- _SUPPLIED TEXT_
PHOENIX — The COVID-19 delta variant surge continues across the country and hospitals in Arizona are looking for enough staff to help match the increasing rates of hospitalization.
Banner Health, the largest healthcare system in the state, and Valleywise Health, a public healthcare system in the Valley, both said Wednesday that they are short-staffed, especially when it comes to nurses.
Valleywise Chief Clinical Officer Dr. Michael White said his hospital was missing nearly two dozen nurses at the time he was speaking to 12 News Wednesday morning.
“I am short 22 nurses this morning. So that is the acute number that I knew of this morning,” Dr. White said. “We have over 400 [open] positions and 160 are nursing positions.”
Dr. White said these staffing shortages did not meet the level that would require Valleywise to transfer patients to other hospitals.
“But that’s something that could certainly happen if the numbers increase,” Dr. White said.
Banner Health is Arizona’s largest healthcare system, and its chief clinical officer, Dr. Marjorie Bessel, said something similar to what her Valleywise counterpart said.
“Please get vaccinated as soon as possible. Do it to protect yourself from serious illness and death and please do it to support the healthcare systems in your community,” Dr. Bessel said.
Dr. Bessel urged Arizona residents to consider the sacrifices already made by the state's health care workers throughout the pandemic.
“They sacrificed so much for you and rose to the occasion during the prior two surges when there was no solution as effective as we have now today, which is a vaccine to prevent hospitalizations,” she added.
Dr. Bessel said 94% of those hospitalized in the Banner system due to COVID-19 were unvaccinated. Dr. White said that number was 95% for Valleywise Health.
Banner had also seen an “exponential” increase in hospitalizations of children for COVID-19, though Dr. Bessel said most of the hospitalizations did not require ventilators or intensive care.

- _PROBLEM SET_
a: Decide whether each statement agrees with the hospital staffing report, answering yes or no and quoting the exact words that settle it: (i) Valleywise had more than 400 open positions; (ii) Valleywise had already started moving patients to other hospitals; (iii) most of the children Banner hospitalized for COVID-19 needed intensive care.
b: Set down word for word the part of the hospital staffing report that begins at the words "Banner Health, the" and stops after the words "News Wednesday morning.".
Use only the hospital staffing report to answer.

- _INFORMATION_
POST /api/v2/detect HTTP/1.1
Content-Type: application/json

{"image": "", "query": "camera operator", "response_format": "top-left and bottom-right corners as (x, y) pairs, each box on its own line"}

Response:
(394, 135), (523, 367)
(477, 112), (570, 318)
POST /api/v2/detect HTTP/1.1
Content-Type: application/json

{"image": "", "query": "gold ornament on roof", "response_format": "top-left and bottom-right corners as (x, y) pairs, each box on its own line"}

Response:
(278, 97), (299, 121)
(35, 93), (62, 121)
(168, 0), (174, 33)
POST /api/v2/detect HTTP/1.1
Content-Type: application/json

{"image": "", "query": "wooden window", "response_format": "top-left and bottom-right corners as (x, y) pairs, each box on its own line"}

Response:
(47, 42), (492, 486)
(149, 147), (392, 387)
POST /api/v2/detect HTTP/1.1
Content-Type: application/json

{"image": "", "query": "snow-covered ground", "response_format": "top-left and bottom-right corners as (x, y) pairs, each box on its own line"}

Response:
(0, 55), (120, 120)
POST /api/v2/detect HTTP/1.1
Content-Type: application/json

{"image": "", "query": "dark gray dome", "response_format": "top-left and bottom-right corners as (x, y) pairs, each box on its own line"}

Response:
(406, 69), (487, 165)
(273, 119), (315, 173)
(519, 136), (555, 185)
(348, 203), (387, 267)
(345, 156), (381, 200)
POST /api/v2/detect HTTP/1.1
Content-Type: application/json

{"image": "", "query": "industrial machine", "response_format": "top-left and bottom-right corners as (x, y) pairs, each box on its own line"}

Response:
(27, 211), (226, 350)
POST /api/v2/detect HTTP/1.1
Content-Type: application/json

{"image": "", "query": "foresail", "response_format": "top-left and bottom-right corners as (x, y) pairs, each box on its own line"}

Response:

- _RESULTS FOR THE EXERCISE_
a:
(i) Yes: "We have over 400 [open] positions and 160 are nursing positions."
(ii) No: "these staffing shortages did not meet the level that would require Valleywise to transfer patients to other hospitals."
(iii) No: "most of the hospitalizations did not require ventilators or intensive care."

b:
Banner Health, the largest healthcare system in the state, and Valleywise Health, a public healthcare system in the Valley, both said Wednesday that they are short-staffed, especially when it comes to nurses.
Valleywise Chief Clinical Officer Dr. Michael White said his hospital was missing nearly two dozen nurses at the time he was speaking to 12 News Wednesday morning.